• _Selection_:
● ● ● ● ●

I carry a cell phone for exactly one week per month – that’s it. I only carry it then because I have to when I’m on call for my job. I hate cell phones, and have no use for one, personally. I don’t text, or download apps or any of that other crap.
BUT I will say this. There is absolutely no reason whatsoever to ban hands-free devices. If you do that, you have to ban conversation while driving, because it’s the same thing.
Let’s set a goal: Everyone tell a bureaucrat to got to HE** today.
“Distracted driving can be unsafe, but a nanny state on steroids kills liberty.”
The premise of liberty is that exercising yours does not infringe on mine. This may be one of those cases where it does. You are not free to do something which endangers my life without my consent and a texting driver does exactly that.
The optimal approach is debatable but the danger is undeniable.
“The recommended federal ban on phones while driving is a solution in search of a problem.”
Liberal nanny state do-gooders are themselves solutions in search of problems. The real solution is to simply outlaw stupidity. Texting while driving is stupid, but so is jumping off a roof on a skateboard, and that’s not illegal. Bro John makes a good point re: unintended consequences.
sinz54, how is driving is a privilege? Private citizens invented cars, built roads to drive them on, and travel is an unalienable right. Who is the government to tell me I can’t operate a vehicle that I paid for on a road that I also paid for, so long as I cause no harm to others? Why am I even required to get a govt-issued driver’s license, again, as long as I cause no harm to others? Most (including me) would agree that some regulation (DLs, speed limits, seat belt laws, DWI laws, vehicle registration, liability insurance, etc.) is necessary (to avoid harm caused by the stupids) but I reject the premise that driving is a privilege and that we should somehow get down on our knees and thank our imperial government superiors for granting it to us.
If wearing seat belts is safer, aren’t wearing helmets & fire suits and having NASCAR-style roll cages in every vehicle also safer? Why aren’t those required? If you say “Well, those cost too much”, then the issue becomes cost and not safety. Safety is what we’re talking about (texting) and in essence what seat belt requirement & anti-texting laws amount to are getting a little bit pregnant. If the SOLE issue is safety, then we should allow no vehicles or drivers on the road that don’t meet NASCAR safety rules, at a minimum. Moreover, if texting while driving is outlawed, shouldn’t eating, drinking coffee, playing with the radio, putting on make-up, reading a GPS map, and everything else people do while driving also be outlawed? The problem is, safety isn’t the sole issue. Being controlled and told what to do and not do by nanny-state liberals is a big part of what this is about.

● ● ● ● ●

• _Records provided_:
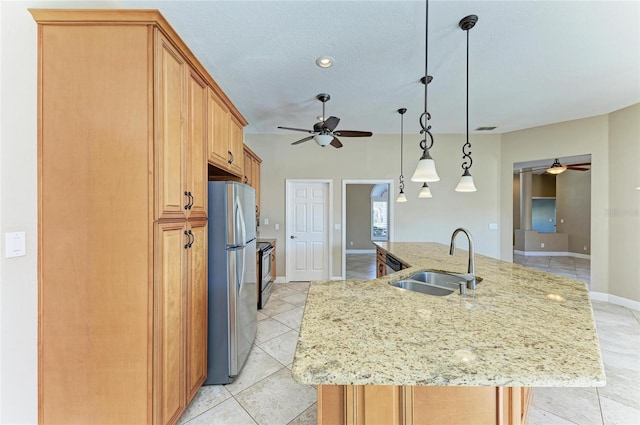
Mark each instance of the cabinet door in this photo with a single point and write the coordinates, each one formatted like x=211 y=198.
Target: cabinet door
x=248 y=168
x=170 y=68
x=217 y=131
x=169 y=354
x=197 y=303
x=196 y=169
x=236 y=143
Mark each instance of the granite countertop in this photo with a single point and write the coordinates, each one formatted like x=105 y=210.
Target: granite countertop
x=521 y=327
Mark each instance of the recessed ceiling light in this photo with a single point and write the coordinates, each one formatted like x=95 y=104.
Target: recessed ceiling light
x=325 y=61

● ● ● ● ●

• _Task requirements_:
**1)** In the discussion of phone use while driving, how often does the first writer carry a cell phone?
**2)** Reproduce the passage of the discussion of phone use while driving starting at "sinz54, how is" and ending at "granting it to us.".
**3)** Extend the discussion of phone use while driving from its final sentence onward.
The material placed after the discussion of phone use while driving is separate from that discussion.

• _Answers for the tasks_:
**1)** For exactly one week per month, when on call for work.

**2)**
sinz54, how is driving is a privilege? Private citizens invented cars, built roads to drive them on, and travel is an unalienable right. Who is the government to tell me I can’t operate a vehicle that I paid for on a road that I also paid for, so long as I cause no harm to others? Why am I even required to get a govt-issued driver’s license, again, as long as I cause no harm to others? Most (including me) would agree that some regulation (DLs, speed limits, seat belt laws, DWI laws, vehicle registration, liability insurance, etc.) is necessary (to avoid harm caused by the stupids) but I reject the premise that driving is a privilege and that we should somehow get down on our knees and thank our imperial government superiors for granting it to us.

**3)**
Ever since Henry Ford enabled the cheap Automobile, the elites have been in a dither over the ability of the average man to have freedom of travel. Once freed of the shackles of walking or the irons of mass transit (read being restricted where and when you travel to live, work, shop, recreate by the elite) the average man was able to enjoy the goodness of this great country heretofore savored only by the elite. This is but one more ploy by the ilk of chuckie shumer and JJ rocky to dictate the how and why of our lives. Rest assured they will continue to enjoy the freedom of communication as they travel in the government paid for vehicles operated by government paid drivers. I dont use my electronic devices in my vehicle but want the right to do so if I choose. To the govvie parasites and predators…I say…Pound sand.
They nanny because we allow them to, one way or another.
I’d like to see a device which disables the phones when they’re in a car not in PARK. Let the phones still ring, but cause drivers to have to pull over and park while talking or texting. I’m not suggesting this for safety reasons, just because the phone users are invariably indifferent to others on the road… they’re a real pain in the ass!
So passengers are deprived of using their phones? These devices as currently devised require a driver to exit a vehicle – how many times is that NOT a safe proposition.
So, you’re driving and you see something that Police need to know about… can’t call until your car in park? Woman driving alone at night, chased by a nut… she’s supposed to call 911, but sorry, unless she puts it in park, her phone won’t work. Oh, they’ll put an exemption for calling 911?
How about people use common sense. We don’t need the Government making laws to try and get stoopids to not kill us. The stoopids will or they won’t. Why would they follow the law if they’ve got such bad judgement to txt while driving?
had something like that happen several times. Pedestrians on the highway, people driving against traffic, seeing accidents happen in front of me (or off to the side).
Used to call them in, but we’ve banned cellphone use in cars here years ago so I no longer do else I get fined 400 Euro (which is the fine here).
Granted, we have all seen, known, or heard of someone who drove unsafely because of a cell phone. I stipulate that.
Nevertheless — can we PLEASE stop this idiotic nonsense of saying “talking on the cellphone while driving must be illegal because I can’t think of a good reason for it”????
It has NOT been demonstrated, as far as I’m concerned, that cell-phone use while driving is always dangerous for everybody. (Please don’t talk to me about ‘common sense’. Common sense sounds good, but doesn’t prove anything.) Therefore it should not be forbidden for everybody; ’nuff said.
Personally, I’m fine with laws that require hands-free-only use of cell phones. (Why? Because I believe a safe driver should have both hands available for driving, with momentary lapses at most. Your mileage may differ.)
As for the rest — if a driver is tailgating or weaving, the cops should pull him over for that, and I don’t care why he’s doing it or how many cell phones he has. The rest of us can stay alert for dangerous drivers and give them a wide berth.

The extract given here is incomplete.